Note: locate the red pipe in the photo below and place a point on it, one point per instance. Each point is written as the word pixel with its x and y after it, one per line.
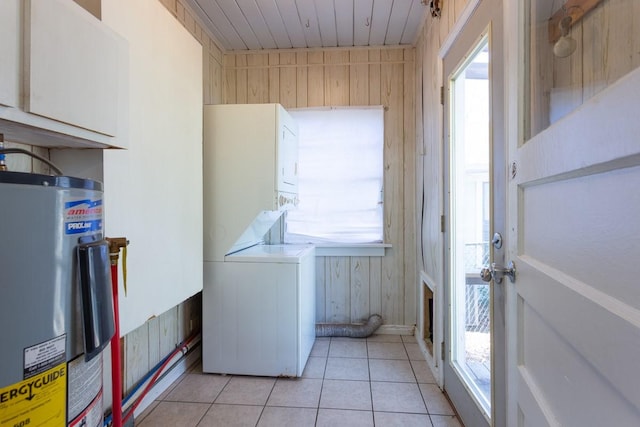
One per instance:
pixel 156 375
pixel 116 372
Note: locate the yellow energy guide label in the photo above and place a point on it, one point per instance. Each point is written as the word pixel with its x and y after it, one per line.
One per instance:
pixel 37 401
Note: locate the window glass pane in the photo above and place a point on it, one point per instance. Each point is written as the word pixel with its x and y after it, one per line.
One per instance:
pixel 600 45
pixel 340 176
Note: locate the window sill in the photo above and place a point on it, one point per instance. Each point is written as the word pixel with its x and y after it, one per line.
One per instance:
pixel 346 249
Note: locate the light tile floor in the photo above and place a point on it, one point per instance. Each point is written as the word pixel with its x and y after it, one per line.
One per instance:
pixel 380 381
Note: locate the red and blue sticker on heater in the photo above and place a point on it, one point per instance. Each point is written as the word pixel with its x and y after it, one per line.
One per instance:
pixel 82 216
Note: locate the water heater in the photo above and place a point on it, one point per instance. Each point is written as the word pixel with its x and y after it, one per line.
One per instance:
pixel 56 307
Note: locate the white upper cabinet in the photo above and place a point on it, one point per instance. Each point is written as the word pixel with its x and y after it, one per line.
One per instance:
pixel 66 76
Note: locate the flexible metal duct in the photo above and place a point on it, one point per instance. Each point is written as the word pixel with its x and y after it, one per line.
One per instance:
pixel 351 330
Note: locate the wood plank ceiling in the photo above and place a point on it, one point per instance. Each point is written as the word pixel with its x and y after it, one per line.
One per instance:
pixel 285 24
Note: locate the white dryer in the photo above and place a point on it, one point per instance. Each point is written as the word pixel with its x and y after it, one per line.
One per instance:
pixel 259 311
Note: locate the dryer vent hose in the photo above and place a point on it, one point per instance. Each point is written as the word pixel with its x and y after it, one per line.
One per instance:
pixel 351 330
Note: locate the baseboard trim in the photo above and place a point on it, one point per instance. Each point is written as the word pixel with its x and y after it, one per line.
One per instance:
pixel 396 330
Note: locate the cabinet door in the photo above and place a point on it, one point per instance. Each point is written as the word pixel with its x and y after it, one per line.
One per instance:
pixel 288 167
pixel 72 66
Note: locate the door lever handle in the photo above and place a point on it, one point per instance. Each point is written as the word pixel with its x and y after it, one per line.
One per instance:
pixel 497 273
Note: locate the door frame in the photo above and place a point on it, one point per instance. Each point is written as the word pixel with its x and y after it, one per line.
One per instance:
pixel 491 16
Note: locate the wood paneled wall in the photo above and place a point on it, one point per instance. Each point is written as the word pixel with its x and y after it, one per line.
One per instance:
pixel 608 47
pixel 429 115
pixel 349 289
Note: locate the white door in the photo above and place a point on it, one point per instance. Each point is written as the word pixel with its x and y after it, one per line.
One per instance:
pixel 573 314
pixel 475 211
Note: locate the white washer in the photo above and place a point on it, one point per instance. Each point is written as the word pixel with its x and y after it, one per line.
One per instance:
pixel 259 311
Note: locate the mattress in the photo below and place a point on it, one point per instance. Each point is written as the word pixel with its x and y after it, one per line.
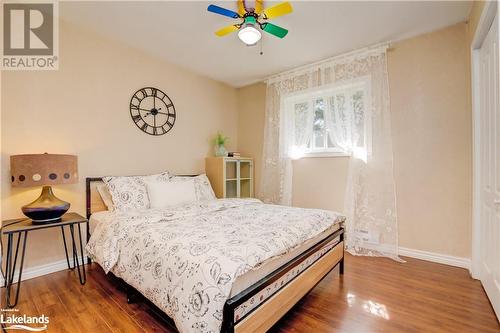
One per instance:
pixel 253 276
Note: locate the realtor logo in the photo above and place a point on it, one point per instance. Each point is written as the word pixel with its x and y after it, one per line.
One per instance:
pixel 30 33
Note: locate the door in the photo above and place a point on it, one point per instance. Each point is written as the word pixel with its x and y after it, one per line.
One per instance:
pixel 489 169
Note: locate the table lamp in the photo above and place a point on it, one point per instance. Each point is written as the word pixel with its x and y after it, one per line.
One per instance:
pixel 44 170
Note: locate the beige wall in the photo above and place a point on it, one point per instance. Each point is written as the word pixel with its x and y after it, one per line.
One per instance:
pixel 83 109
pixel 428 77
pixel 250 117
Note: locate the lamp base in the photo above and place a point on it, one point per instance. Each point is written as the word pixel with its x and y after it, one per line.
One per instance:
pixel 47 208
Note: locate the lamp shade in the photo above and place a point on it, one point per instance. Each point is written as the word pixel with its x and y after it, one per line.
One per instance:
pixel 43 169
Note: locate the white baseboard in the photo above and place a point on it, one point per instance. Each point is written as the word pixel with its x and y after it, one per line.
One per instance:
pixel 436 257
pixel 33 272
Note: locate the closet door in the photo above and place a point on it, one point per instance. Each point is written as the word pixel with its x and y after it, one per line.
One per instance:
pixel 489 201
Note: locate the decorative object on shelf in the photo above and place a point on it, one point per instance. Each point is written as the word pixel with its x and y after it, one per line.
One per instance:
pixel 251 19
pixel 219 142
pixel 44 170
pixel 152 111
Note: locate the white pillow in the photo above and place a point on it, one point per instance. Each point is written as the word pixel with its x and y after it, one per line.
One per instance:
pixel 165 194
pixel 105 196
pixel 129 193
pixel 202 186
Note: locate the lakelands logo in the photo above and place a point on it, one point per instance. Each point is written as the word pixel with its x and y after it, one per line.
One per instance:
pixel 30 36
pixel 11 321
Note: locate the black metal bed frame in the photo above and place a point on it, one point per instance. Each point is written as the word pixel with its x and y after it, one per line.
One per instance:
pixel 228 322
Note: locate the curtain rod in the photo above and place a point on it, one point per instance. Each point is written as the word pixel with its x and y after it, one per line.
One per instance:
pixel 353 53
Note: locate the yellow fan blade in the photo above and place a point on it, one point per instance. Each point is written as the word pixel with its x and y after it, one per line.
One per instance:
pixel 241 8
pixel 258 6
pixel 226 30
pixel 278 10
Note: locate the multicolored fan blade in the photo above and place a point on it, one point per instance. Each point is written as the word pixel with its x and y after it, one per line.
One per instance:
pixel 222 11
pixel 241 8
pixel 258 6
pixel 278 10
pixel 226 30
pixel 274 30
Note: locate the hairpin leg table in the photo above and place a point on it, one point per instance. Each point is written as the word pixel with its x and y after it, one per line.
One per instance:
pixel 17 235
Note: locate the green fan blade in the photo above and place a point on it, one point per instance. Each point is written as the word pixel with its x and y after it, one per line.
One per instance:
pixel 274 30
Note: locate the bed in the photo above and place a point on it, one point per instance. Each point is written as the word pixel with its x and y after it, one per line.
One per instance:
pixel 218 288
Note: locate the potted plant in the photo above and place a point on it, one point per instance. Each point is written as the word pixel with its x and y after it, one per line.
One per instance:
pixel 219 142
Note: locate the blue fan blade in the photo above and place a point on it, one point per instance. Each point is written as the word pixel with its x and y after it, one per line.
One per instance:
pixel 222 11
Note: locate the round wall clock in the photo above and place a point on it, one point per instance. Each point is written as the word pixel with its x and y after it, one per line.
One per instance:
pixel 152 111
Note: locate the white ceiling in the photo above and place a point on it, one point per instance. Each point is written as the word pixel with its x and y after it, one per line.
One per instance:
pixel 182 32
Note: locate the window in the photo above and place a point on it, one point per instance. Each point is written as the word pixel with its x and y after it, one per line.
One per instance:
pixel 331 121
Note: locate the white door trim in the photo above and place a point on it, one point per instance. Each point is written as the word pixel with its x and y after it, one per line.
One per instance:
pixel 487 16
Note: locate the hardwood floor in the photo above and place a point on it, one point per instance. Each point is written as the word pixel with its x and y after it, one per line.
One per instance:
pixel 375 295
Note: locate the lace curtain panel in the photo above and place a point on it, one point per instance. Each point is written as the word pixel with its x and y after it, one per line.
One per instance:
pixel 360 125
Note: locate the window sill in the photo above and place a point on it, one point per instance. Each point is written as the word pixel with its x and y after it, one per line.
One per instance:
pixel 326 154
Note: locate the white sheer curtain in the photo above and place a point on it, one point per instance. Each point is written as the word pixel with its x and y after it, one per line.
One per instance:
pixel 359 122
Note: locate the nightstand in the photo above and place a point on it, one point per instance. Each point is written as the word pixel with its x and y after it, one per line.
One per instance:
pixel 21 230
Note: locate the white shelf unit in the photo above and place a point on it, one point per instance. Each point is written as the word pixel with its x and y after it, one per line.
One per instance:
pixel 231 177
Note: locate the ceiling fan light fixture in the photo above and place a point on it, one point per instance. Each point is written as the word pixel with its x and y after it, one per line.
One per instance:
pixel 249 35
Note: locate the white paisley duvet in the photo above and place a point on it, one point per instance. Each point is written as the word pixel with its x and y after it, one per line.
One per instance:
pixel 186 258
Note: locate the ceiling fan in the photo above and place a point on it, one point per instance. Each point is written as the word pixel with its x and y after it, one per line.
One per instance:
pixel 251 19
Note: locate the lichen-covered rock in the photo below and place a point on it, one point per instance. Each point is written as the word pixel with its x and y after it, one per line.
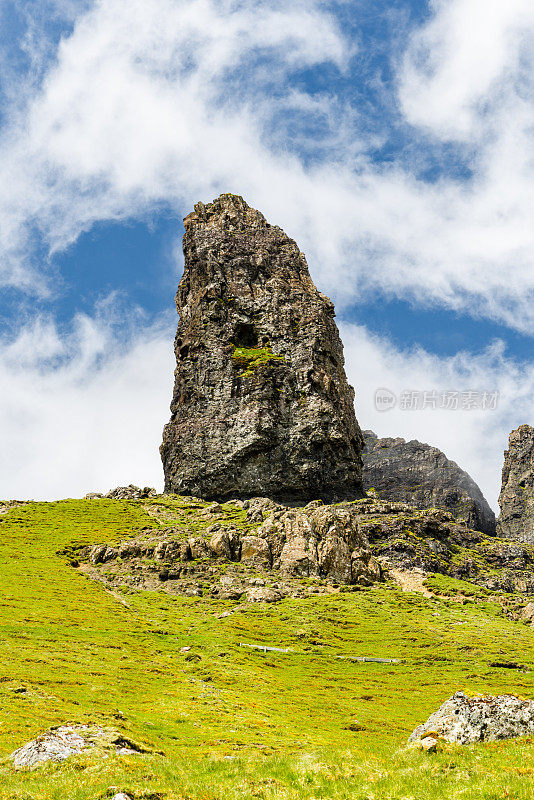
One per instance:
pixel 261 403
pixel 262 594
pixel 59 743
pixel 321 541
pixel 256 551
pixel 130 492
pixel 423 476
pixel 516 500
pixel 467 720
pixel 220 544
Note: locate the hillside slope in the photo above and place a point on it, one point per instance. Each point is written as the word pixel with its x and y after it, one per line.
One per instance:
pixel 225 720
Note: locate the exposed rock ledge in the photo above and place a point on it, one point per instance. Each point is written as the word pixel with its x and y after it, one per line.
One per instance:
pixel 423 476
pixel 260 550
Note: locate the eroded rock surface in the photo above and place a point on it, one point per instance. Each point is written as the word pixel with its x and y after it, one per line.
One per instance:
pixel 423 476
pixel 261 403
pixel 467 720
pixel 130 492
pixel 516 500
pixel 224 550
pixel 59 743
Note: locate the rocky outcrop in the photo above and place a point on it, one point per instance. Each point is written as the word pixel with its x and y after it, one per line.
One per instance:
pixel 261 403
pixel 516 500
pixel 423 476
pixel 467 720
pixel 224 550
pixel 63 741
pixel 130 492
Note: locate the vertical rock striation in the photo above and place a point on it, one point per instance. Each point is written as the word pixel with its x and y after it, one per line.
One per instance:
pixel 261 403
pixel 516 500
pixel 423 476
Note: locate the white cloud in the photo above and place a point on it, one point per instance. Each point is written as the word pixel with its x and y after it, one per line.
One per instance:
pixel 175 100
pixel 83 412
pixel 475 439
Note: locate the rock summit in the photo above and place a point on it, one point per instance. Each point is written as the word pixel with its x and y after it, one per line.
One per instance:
pixel 261 402
pixel 422 476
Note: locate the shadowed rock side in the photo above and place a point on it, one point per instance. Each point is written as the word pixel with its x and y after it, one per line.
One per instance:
pixel 261 403
pixel 423 476
pixel 516 499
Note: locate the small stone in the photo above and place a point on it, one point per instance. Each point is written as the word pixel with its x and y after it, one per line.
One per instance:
pixel 466 719
pixel 256 551
pixel 428 744
pixel 262 595
pixel 527 614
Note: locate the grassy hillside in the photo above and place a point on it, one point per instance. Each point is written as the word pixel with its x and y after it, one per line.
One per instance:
pixel 226 721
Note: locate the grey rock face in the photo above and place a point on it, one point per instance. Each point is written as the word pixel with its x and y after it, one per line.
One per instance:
pixel 58 744
pixel 516 500
pixel 467 720
pixel 320 541
pixel 130 492
pixel 423 476
pixel 261 403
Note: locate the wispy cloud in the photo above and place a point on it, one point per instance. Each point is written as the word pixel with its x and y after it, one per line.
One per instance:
pixel 84 410
pixel 175 101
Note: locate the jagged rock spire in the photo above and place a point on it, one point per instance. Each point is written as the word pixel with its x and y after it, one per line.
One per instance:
pixel 261 403
pixel 516 499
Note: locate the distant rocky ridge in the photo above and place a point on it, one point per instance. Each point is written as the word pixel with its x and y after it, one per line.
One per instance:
pixel 259 550
pixel 423 476
pixel 516 500
pixel 261 403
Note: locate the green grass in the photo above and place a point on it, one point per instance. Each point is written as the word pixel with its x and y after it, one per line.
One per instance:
pixel 252 358
pixel 232 722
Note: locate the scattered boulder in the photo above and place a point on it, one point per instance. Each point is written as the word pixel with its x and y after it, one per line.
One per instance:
pixel 220 544
pixel 63 741
pixel 527 614
pixel 467 720
pixel 261 403
pixel 423 476
pixel 263 594
pixel 131 492
pixel 321 541
pixel 516 500
pixel 256 551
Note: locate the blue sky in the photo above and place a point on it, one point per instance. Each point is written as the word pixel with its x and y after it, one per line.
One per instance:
pixel 392 140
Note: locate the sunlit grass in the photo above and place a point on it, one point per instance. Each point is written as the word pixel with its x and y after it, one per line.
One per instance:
pixel 228 721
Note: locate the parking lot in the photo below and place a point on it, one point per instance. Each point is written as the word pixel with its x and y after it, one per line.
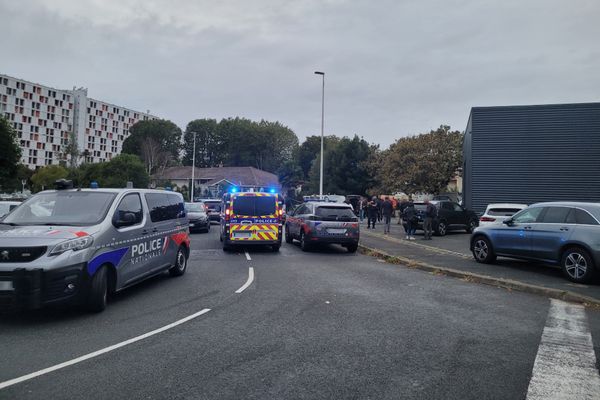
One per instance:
pixel 321 324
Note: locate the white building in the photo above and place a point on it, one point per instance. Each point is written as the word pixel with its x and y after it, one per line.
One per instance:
pixel 44 117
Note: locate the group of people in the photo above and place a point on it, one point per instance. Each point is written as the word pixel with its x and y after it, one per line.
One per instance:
pixel 379 209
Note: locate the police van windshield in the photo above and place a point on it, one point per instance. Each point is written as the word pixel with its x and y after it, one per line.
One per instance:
pixel 252 205
pixel 62 208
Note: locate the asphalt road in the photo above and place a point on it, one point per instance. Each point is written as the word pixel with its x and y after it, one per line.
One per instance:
pixel 319 325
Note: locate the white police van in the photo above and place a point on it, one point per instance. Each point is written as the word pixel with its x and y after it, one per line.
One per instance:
pixel 78 245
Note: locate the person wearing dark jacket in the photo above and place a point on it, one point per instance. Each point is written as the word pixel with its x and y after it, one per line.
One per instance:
pixel 387 209
pixel 371 213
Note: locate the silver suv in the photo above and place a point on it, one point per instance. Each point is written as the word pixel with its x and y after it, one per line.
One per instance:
pixel 560 233
pixel 79 245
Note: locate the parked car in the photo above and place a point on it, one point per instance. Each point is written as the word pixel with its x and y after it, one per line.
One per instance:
pixel 213 209
pixel 496 213
pixel 559 233
pixel 7 206
pixel 196 213
pixel 451 216
pixel 315 222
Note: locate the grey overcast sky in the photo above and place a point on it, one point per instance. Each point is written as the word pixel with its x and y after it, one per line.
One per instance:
pixel 393 68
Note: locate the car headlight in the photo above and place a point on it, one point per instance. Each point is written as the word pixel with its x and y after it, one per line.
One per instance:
pixel 72 244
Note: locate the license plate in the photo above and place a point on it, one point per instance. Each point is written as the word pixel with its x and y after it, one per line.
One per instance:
pixel 242 235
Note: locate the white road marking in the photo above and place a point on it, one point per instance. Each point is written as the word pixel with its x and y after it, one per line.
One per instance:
pixel 565 365
pixel 248 282
pixel 100 352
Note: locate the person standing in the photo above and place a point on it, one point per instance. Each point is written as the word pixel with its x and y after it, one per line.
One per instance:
pixel 362 206
pixel 410 216
pixel 430 214
pixel 371 213
pixel 387 209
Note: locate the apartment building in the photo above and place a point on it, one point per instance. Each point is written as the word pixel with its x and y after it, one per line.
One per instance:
pixel 44 118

## Task directions
Reproduce word for word the lines from the one that contains "Note: locate the grey overcast" through the final line of the rows above, both included.

## Response for this exercise
Note: locate the grey overcast sky in the photo above and place a point on it, one point per instance. Each point is written as the word pixel with its x and y after it, one per line.
One per instance:
pixel 393 68
Note: locate the car headlight in the photo above and place a point on it, one point per instance. Each point is written as the word pixel with its x and y after it, one per line.
One per instance:
pixel 72 244
Note: locate the license plate in the photo above and place a point on it, one point per instance. Each point is written as the word pixel with its x and y after it, one per line.
One per instance:
pixel 242 235
Note: locate the white road marking in the photo above and place a point on it, one point per instance. Each point is written as the word pixel with its x and y after it, one per line.
One per instance:
pixel 565 365
pixel 248 282
pixel 100 352
Note: locate the person standing in the photo above and place a point on it, one point per instance. Each point is written as the word pixel with its x and y after it, one per line.
One per instance:
pixel 362 206
pixel 410 216
pixel 430 214
pixel 371 213
pixel 387 209
Note: locate the apartment building in the photo above and place a point on it, one point per instance. Each point is written as the word pixel with its x and y after it, one per line.
One per instance:
pixel 44 118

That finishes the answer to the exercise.